--- Reading text ---
If you want to build AI assistants, digital human front desks, interactive guides, or live Q&A scenarios, this project can serve as a practical real-time interaction engineering baseline.

On top of Linly-Talker’s multimodal pipeline (ASR / LLM / TTS / Avatar), this project references LiveTalking for real-time communication design and performs a streaming pipeline refactor. Continuous optimization is planned.

Demos & Showcase

Note

Linly-Talker demo video: https://www.bilibili.com/video/BV1rN4y1a76x/
Linly-Talker-Stream demo video: TODO (to be added)

Linly-Talker-Stream is positioned as the “real-time streaming version,” reusing and extending Linly-Talker’s multimodal digital human capabilities:

Project: Linly-Talker
If this project helps you, please also star Linly-Talker to support upstream development.

System Architecture

Linly-Talker architecture

Web UI Preview

Linly-Talker Stream

Roadmap (TODO)

Introduce Omni multimodality, evolving from fixed ASR + LLM + TTS into a more complete end-to-end pipeline.
Add server-side VAD to improve endpoint detection, interruption handling, and turn control stability.

Important

This project is under active iteration. PRs and Issues are welcome.

Highlights

WebRTC real-time streaming playback with low latency in browsers.
Full-duplex interaction (currently available): supports speaking and listening simultaneously. The current full-duplex implementation mainly relies on browser speech recognition (with built-in VAD/endpoint detection) for user-side speech detection and transcription, while avatar audio/video is continuously streamed via WebRTC.
Switchable avatar engines via configuration:
- wav2lip (2D)
- musetalk (2D)
- ernerf (3D)
- talkinggaussian (3D)
Modular architecture with isolated dependencies for on-demand installation and extension.

Project Structure Overview

Linly-Talker-Stream/
├── pyproject.toml                    # Root project config (core dependencies)
---
Instructions for the task | Continue the Linly-Talker-Stream project description from the point where it stops.
--- Data shown ---
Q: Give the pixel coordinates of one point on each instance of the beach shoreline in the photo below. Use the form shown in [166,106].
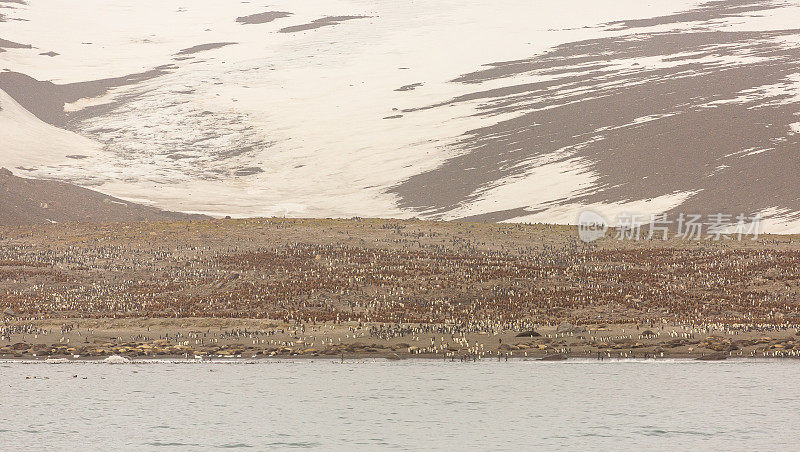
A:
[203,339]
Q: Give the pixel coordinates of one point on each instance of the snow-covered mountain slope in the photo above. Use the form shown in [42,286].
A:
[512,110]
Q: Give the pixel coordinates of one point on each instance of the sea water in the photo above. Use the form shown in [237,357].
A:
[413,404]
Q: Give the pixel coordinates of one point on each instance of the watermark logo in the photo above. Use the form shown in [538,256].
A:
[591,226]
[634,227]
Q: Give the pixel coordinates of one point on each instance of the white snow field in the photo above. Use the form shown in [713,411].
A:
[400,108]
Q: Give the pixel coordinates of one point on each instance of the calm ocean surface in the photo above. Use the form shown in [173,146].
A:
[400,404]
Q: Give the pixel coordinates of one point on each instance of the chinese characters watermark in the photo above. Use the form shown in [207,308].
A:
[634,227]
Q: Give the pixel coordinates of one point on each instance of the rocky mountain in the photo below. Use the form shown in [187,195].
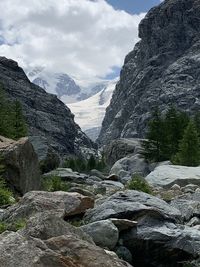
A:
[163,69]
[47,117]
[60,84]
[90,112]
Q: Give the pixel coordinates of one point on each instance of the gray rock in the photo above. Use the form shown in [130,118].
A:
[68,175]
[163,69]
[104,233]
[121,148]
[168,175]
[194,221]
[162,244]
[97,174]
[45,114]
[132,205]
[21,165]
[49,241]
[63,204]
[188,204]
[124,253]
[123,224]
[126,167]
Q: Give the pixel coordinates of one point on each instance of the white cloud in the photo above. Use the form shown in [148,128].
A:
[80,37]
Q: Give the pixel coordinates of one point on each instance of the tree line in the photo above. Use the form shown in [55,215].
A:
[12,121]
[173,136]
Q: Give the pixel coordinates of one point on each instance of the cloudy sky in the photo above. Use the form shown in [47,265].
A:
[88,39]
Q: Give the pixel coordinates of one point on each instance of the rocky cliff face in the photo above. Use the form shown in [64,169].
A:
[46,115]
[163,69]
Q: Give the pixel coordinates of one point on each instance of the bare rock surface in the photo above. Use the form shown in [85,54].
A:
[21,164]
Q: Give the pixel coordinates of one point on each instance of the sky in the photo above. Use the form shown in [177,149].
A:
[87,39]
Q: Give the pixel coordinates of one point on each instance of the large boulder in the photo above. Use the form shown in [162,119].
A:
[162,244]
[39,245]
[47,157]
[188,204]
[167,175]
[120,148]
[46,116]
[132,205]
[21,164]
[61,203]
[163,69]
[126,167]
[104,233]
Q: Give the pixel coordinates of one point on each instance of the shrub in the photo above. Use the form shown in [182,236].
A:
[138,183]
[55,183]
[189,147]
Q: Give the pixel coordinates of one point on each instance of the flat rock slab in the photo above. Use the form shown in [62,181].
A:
---
Answer for this exercise |
├── config/                           # Runtime config files (YAML)
├── scripts/                          # Environment setup / startup scripts
├── models/                           # Model weights
├── data/                             # Avatar assets / recorded files
├── web/                              # Vue frontend
└── src/
    ├── server/                       # Backend (WebRTC + APIs)
    ├── asr/                          # Speech recognition engines
    ├── llm/                          # LLM adapters
    ├── tts/                          # Speech synthesis engines
    └── avatars/                      # Avatar engines (2D/3D)

Real-Time Interaction Pipeline

Browser captures microphone/camera input.
Speech enters the ASR and conversation pipeline.
LLM generates response text.
TTS outputs synthesized speech stream.
Avatar engine drives lip-sync and renders video.
WebRTC sends generated streams back to the browser in real time.

Requirements

Python: 3.10+
Node.js: 16+
uv: recommended Python package manager (installation docs)
Browser: Chrome / Edge recommended (remote microphone access usually requires HTTPS)

Quick Start (Recommended)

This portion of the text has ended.